Coordinate labeling data:
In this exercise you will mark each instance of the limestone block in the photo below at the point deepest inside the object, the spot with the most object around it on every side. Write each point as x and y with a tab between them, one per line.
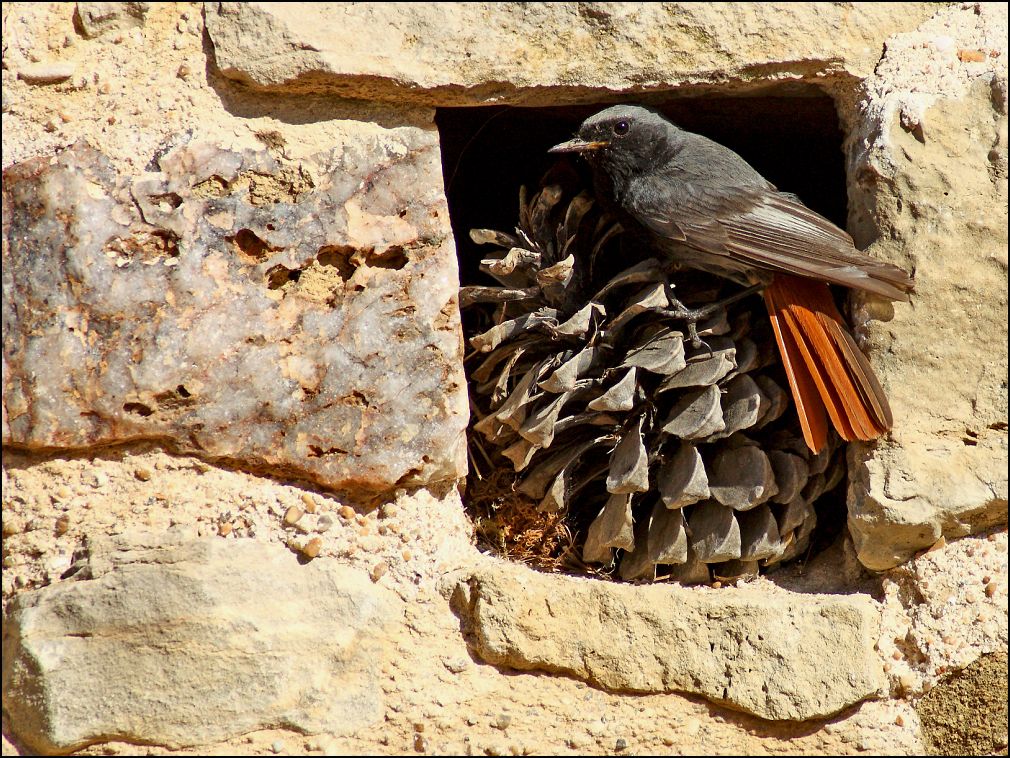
469	53
170	630
301	317
780	656
95	19
927	164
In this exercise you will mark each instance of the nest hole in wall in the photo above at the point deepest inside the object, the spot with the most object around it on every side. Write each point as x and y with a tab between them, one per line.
587	453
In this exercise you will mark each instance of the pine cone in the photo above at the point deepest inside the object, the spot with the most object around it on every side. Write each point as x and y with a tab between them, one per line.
660	454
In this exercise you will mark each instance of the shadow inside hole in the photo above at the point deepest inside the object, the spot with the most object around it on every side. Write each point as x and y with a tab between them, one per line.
488	153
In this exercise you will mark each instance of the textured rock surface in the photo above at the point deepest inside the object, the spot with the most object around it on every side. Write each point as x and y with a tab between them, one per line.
448	56
240	307
727	646
928	170
169	630
956	716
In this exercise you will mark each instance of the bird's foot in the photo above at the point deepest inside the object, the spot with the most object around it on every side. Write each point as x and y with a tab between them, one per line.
679	310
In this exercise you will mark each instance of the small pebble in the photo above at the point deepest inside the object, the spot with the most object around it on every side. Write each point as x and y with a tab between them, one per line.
12	525
312	547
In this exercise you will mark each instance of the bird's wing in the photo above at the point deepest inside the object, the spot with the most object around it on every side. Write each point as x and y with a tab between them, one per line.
770	230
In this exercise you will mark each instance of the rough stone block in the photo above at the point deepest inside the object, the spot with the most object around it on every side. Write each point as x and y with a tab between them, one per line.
779	656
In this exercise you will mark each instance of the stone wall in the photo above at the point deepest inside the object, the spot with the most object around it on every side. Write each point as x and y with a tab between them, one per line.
234	407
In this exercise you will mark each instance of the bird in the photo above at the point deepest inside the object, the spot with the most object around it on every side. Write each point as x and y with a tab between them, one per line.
709	209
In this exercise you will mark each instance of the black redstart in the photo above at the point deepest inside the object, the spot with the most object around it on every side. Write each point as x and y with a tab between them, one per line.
709	209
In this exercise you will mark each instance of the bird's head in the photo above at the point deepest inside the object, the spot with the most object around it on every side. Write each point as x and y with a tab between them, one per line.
624	140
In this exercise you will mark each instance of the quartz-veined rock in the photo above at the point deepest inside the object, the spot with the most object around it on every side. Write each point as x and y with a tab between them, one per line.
779	656
168	628
300	317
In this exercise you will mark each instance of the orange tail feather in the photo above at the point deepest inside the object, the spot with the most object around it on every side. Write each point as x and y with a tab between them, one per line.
827	374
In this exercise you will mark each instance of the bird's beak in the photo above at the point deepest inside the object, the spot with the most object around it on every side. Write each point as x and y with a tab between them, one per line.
578	146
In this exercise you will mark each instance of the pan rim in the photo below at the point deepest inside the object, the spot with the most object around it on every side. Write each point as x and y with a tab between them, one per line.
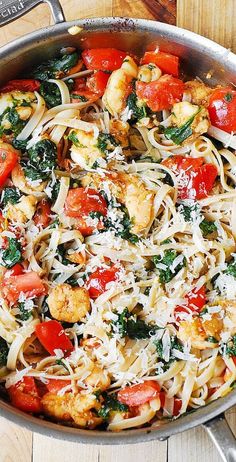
203	414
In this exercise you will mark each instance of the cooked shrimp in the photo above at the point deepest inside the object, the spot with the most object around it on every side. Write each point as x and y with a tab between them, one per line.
133	193
57	407
116	90
20	181
199	92
82	409
72	408
24	210
69	304
198	330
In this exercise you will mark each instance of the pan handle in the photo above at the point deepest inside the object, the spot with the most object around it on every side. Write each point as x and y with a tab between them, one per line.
13	9
221	434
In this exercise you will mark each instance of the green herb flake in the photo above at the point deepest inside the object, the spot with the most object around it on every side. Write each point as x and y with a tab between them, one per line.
231	269
128	325
42	160
106	141
24	314
207	227
73	138
138	111
11	195
12	254
110	404
175	345
231	346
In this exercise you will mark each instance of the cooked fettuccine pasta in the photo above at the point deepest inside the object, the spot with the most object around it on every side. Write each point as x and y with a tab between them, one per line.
118	240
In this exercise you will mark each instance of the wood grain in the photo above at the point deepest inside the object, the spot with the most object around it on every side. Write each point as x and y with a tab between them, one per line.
63	452
160	10
15	443
214	19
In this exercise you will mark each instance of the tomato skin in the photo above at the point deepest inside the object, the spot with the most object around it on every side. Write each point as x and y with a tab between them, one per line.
103	59
222	109
98	82
55	385
24	395
169	64
98	280
202	183
198	177
14	271
8	160
195	300
162	93
29	283
177	403
42	215
21	85
90	96
80	202
53	337
141	393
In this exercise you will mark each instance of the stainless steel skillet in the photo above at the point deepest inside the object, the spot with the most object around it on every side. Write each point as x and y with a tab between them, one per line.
199	56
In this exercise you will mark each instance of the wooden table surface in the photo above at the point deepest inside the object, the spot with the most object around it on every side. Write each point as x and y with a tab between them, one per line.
214	19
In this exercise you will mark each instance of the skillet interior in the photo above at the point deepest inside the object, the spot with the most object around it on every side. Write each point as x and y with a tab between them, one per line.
199	56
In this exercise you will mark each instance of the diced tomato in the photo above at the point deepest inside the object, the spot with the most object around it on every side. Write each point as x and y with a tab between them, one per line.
196	179
8	160
168	63
177	403
24	395
14	271
42	215
53	337
80	96
79	84
195	300
98	280
98	82
160	94
139	394
55	385
103	59
80	202
178	162
222	109
21	85
28	283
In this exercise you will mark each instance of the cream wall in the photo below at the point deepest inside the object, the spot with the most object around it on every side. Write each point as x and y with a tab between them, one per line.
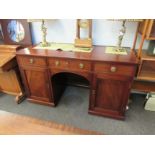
104	32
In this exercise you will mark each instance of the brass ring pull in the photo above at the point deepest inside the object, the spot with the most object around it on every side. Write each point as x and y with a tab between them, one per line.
113	69
57	63
31	61
81	65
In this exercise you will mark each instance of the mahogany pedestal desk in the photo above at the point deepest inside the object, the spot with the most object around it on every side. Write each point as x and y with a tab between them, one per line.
44	73
10	81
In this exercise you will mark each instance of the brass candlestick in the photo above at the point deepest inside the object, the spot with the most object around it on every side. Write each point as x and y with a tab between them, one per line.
120	37
119	49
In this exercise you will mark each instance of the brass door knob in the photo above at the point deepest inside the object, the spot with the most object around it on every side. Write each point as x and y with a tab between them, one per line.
113	69
31	61
57	63
81	65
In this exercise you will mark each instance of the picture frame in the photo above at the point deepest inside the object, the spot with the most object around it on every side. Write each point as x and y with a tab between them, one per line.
12	27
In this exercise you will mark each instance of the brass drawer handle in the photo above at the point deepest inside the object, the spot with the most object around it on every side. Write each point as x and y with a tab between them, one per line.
31	61
57	63
113	69
81	65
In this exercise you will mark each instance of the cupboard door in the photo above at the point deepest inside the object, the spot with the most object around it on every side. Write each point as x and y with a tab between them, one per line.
110	95
37	83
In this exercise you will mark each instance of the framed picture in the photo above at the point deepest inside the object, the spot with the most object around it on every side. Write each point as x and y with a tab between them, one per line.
16	32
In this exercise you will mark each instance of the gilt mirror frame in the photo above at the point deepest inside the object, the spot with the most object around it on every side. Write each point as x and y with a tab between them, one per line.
26	41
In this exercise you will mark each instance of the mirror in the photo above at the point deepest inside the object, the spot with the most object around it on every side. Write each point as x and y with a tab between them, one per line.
16	31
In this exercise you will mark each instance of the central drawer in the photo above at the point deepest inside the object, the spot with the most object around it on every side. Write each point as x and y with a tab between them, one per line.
75	65
31	61
114	68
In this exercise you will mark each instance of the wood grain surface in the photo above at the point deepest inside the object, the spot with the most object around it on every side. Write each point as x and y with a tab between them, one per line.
13	124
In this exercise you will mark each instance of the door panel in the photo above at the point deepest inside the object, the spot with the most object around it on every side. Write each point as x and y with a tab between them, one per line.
110	95
37	83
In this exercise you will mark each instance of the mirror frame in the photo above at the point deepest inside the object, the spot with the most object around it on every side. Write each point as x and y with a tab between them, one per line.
7	40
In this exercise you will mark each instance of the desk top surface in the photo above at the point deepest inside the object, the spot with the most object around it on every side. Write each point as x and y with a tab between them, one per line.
98	54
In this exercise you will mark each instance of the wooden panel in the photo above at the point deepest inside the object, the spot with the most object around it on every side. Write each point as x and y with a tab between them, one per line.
59	63
152	34
9	83
77	65
31	61
111	95
97	54
143	86
72	65
147	70
119	69
37	83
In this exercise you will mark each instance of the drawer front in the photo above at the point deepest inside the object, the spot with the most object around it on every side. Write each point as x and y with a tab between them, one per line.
31	61
114	69
75	65
80	65
58	63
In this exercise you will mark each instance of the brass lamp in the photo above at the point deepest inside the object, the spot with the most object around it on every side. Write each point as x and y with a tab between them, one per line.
119	49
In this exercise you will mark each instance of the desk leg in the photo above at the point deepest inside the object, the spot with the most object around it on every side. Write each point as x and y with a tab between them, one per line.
20	97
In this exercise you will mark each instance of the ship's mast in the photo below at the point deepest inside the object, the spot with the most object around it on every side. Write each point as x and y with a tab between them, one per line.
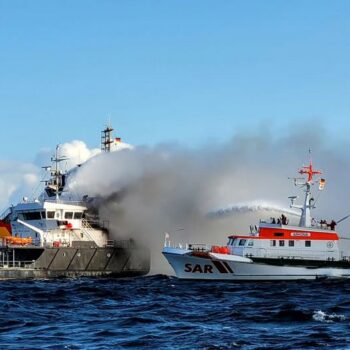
305	219
56	181
106	139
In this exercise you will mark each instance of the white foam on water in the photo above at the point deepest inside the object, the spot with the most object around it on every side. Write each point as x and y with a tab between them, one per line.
328	318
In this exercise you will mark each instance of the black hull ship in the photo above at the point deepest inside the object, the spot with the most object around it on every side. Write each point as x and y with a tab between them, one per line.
51	237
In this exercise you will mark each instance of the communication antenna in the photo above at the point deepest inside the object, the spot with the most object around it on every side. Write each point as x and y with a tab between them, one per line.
106	139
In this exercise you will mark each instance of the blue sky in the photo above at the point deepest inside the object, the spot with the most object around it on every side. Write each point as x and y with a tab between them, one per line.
184	71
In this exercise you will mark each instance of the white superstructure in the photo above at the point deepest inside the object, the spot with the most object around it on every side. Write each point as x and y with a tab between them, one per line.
272	251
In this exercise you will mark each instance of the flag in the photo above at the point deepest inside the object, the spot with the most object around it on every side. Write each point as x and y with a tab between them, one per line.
321	185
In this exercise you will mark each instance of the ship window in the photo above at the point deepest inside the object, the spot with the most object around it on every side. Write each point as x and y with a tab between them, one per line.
242	242
78	215
34	215
68	215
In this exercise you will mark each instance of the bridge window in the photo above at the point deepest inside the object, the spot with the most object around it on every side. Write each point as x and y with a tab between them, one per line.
68	215
78	215
34	215
242	242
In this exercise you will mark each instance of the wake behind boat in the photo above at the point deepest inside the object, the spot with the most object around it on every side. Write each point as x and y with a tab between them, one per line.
271	251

[Exercise]
From the line containing "In this exercise you will mark each instance of the flag" down to the last line, reproduce the records exactly. Include both ends.

[Task result]
In this exercise you will mark each instance of the flag in the photo above at the point deepest inside the object, the spot with the most object around it on every side. Write each point as x and y with a tab between them, one per line.
321	185
In this exercise you will mark each instance of the ship window in the photo above at the point deepest inside the object, the spot with the most object around it on every side. Write each point as x and y with a tab between them, one per line.
242	242
78	215
34	215
68	215
In this exercise you will mark each instance of the bridge window in the photo above at the point deepest inside the object, the spot with the most object around it on every side. Write each point as x and y with a tab between them, one per line.
68	215
78	215
34	215
242	242
In this exercise you will mark each instance of the wake behind boat in the photo above at the point deepest inside the object, the spot with the most object around it on every side. Write each point as x and y with a tab between them, one per line.
271	251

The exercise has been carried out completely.